You aren’t alone, Linda. This is a situation many of us face.
It is a delicate balance. The answer to the question involves more
craft and art than any scientific or proven formula for success.
Yet, the following tips will increase the odds that you can deal
effectively with the meeting “monopolizer” and still
draw out others who have something valuable to say.
--Regardless of the venue, establish the goal right up front. Be
clear on exactly what you are trying to accomplish and what is out
of bounds. Use specific examples to encourage the comments that
are relevant and discourage those that are not; “We need to
talk about issues A and B. We don’t need to waste time on
D and E.” This is no guarantee that items D and E won’t
be brought up, but you’ve communicated to everyone that they
are off limits and set the tone for discussion.
--Establish the communication ground rules. Make it clear that
you are seeking active participation from EVERYONE. You seek inclusion
as well as diversity of opinion. By saying this, you are subtly
communicating to the monopolizer that his or her voice isn’t
the only one. If he or she ignores your direction and attempts to
dominate, simply say; “Mike, as always your comments are helpful,
but I want to make sure that others have the opportunity to share
their perspective. Jane, how would you address issue A and B?”
--But what if “Mike the monopolizer” persists and consistently
interrupts Jane? Move to plan B. Physically get up, walk closer
to Mike (gently touch him on the shoulder if you feel brave) and
say, “Mike, we appreciate your input, but as I said, it is
important we hear from your colleagues so I’m going to ask
you to let Mary to finish her point.” Your objective is to
make it clear to Mike that you are in control. Further, you use
your body language as well as your firm and direct communication
to confront Mike. This sends the message to everyone that your rhetoric
about inclusion and participation is backed up by your actions.
+--
Exercise brief.
Copy the stretch of the advice on dealing with a meeting monopolizer from "It is a delicate" through "valuable to say.", substituting "suggestions" for "tips".
+--
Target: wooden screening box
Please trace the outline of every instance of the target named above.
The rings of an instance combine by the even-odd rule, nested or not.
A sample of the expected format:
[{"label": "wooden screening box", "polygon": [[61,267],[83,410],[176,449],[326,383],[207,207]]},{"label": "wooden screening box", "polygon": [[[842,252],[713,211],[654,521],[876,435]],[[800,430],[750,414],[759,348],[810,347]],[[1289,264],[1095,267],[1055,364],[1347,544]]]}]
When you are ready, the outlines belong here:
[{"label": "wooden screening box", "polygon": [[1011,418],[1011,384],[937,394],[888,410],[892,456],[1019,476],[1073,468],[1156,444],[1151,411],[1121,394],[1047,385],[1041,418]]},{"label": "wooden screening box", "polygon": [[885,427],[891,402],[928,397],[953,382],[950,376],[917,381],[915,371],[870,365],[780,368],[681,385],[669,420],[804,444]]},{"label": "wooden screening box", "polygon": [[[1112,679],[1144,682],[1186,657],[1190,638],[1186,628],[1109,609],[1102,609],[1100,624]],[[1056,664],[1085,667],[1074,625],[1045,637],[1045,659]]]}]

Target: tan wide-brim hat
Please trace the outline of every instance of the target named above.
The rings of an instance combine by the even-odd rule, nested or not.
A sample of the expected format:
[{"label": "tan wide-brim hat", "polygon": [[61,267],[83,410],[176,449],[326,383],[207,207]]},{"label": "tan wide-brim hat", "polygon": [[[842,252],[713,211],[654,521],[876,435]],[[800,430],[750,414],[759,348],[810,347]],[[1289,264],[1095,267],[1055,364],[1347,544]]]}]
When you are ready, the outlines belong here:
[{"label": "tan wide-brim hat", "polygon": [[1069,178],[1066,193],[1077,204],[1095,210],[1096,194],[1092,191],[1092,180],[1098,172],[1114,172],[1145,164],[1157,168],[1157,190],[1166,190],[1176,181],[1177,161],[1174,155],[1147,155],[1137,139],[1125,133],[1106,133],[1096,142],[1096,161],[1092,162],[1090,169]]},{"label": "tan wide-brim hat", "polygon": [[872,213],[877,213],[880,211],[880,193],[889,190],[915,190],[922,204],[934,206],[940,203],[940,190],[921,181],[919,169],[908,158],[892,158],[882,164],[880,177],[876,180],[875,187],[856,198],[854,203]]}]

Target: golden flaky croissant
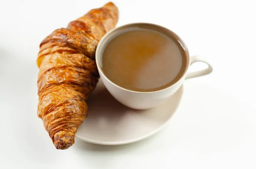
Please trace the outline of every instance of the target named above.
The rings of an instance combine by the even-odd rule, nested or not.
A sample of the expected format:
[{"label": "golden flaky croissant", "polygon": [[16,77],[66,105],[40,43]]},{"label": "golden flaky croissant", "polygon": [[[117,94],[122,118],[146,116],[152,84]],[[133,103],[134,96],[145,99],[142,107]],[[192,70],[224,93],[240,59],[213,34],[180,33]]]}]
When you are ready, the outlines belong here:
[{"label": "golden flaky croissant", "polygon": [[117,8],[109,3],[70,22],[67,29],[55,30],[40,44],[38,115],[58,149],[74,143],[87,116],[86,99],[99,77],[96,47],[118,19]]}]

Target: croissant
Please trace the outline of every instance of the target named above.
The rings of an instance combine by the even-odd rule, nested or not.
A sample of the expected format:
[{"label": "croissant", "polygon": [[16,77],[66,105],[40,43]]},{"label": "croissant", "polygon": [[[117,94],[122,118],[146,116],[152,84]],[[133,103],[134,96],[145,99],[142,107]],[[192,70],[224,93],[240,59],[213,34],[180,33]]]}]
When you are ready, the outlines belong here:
+--
The answer.
It is a delicate balance. The answer to the question involves more
craft and art than any scientific or proven formula for success.
Yet, the following suggestions will increase the odds that you can deal
effectively with the meeting “monopolizer” and still
draw out others who have something valuable to say.